Consigna:
Según el texto sobre la leyenda de la mujer del oso, ¿qué vendía Magolita todos los jueves en el mercado?

Texto proporcionado:
============
Desde entonces, todo aquel que transita por el lugar y que conoce la leyenda, trata de esquivar su mirada hacia el balcón, mientras se persigna para pedir a los santos de su devoción que no se les vaya a aparecer la electrizante imagen de la dama de Coburgo.

Autor: Héctor Augusto Cuestas Venegas

lunes, 5 de junio de 2017

La mujer del oso
Tomado de: www.fusagasuga-cundinamarca.gov.co
Cuentan los habitantes de San Bernardo del misterioso caso de Magolita, antigua pobladora del municipio, quien salió a la quebrada a lavar ropa y no volvió; días después unos campesinos que pasaron por allí se miraron asustados unos con otros y comprendieron que los objetos allí encontrados eran de Magolita, conocida por todos los habitantes del pueblo, ya que ella vendía quesos y huevos todos los jueves en el mercado; también encontraron unas enormes huellas que creyeron eran de un enorme animal. Alarmados, los cazadores salieron presurosos a poner esto en conocimiento de las autoridades.
Armados de fusiles y machetes y acompañados de perros, recorrieron en agotadoras jornadas, los sitios inaccesibles y escabrosos del agreste lugar durante 13 días. No ahorraron esfuerzos por encontrar a Magolita, pero la búsqueda fue infructuosa e inútil, por lo que se tuvo que suspender toda labor de rescate. Sin embargo, su esposo Marcelino continuó la búsqueda, y a los tres días encontró un pedazo del vestido que él le había regalado el día de su cumpleaños. Siguiendo los rastros dejados por el enorme animal encontró la cueva que servía de rústica vivienda.
Receloso y asustado Marcelino indagó lo rústico de la cueva; súbitamente dio un grito desgarrador de terror rompiendo el silencio que allí reinaba. Por fin descubrió a Magolita. El cuadro que presenció lo llenó de tristeza y espanto. Ella, semidesnuda, cadavérica y rasguñada por todo el cuerpo, yacía inconsciente sobre una especie de cama hecha de trozos de madera y maleza, empotrada entre los troncos de un árbol. A su alrededor vio con estupor unos trozos de carne cruda y unos frutos silvestres.
Asustado, salió corriendo a pedir auxilio, llegando luego acompañado de varios cazadores, ya que él no pudo sacarla de esa cueva. La levantaron y se la llevaron cuidadosamente por miedo de encontrarse el gigantesco animal y por la pronta atención de la víctima.
No habían avanzado mucho cuando escucharon los espantosos gruñidos del animal, que inmediatamente fueron identificados como los de un oso. Comprendieron la magnitud de la tragedia. Magolita había sido por más de 15 días la mujer de un oso. Pasaron los días y Magolita jamás volvió a hablar, se le veía siempre con la mirada perdida indicando a las claras que no se había recuperado del trauma ocasionado por esa relación. Al poco tiempo murió llevándose a la tumba el secreto de este insólito suceso.
Las “malas lenguas” dicen que el oso fue muerto en singular duelo por Don Erasmo Rodríguez, cazador de origen y oriundo de Venecia, que en desigual pelea le asestó varios peinillazos, acabando así una de las leyendas sucedidas en el municipio de San Bernardo en la región de Sumapaz.
============
Datos para revisión:
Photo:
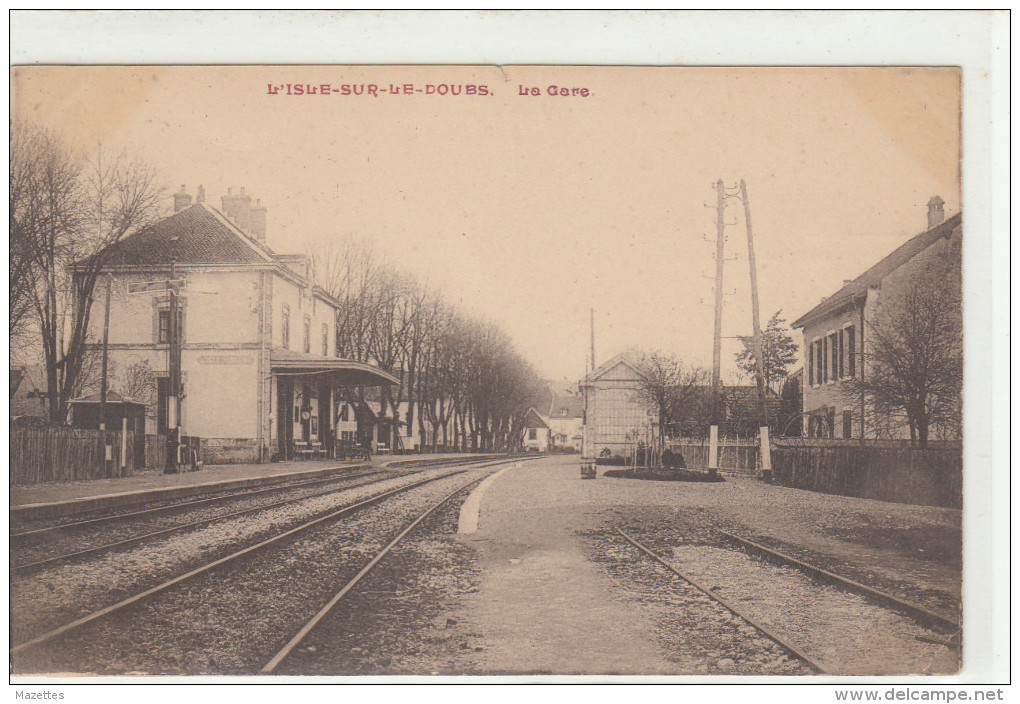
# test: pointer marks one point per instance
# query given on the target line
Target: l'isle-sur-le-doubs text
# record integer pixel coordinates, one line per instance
============
Respuesta escrita:
Quesos y huevos.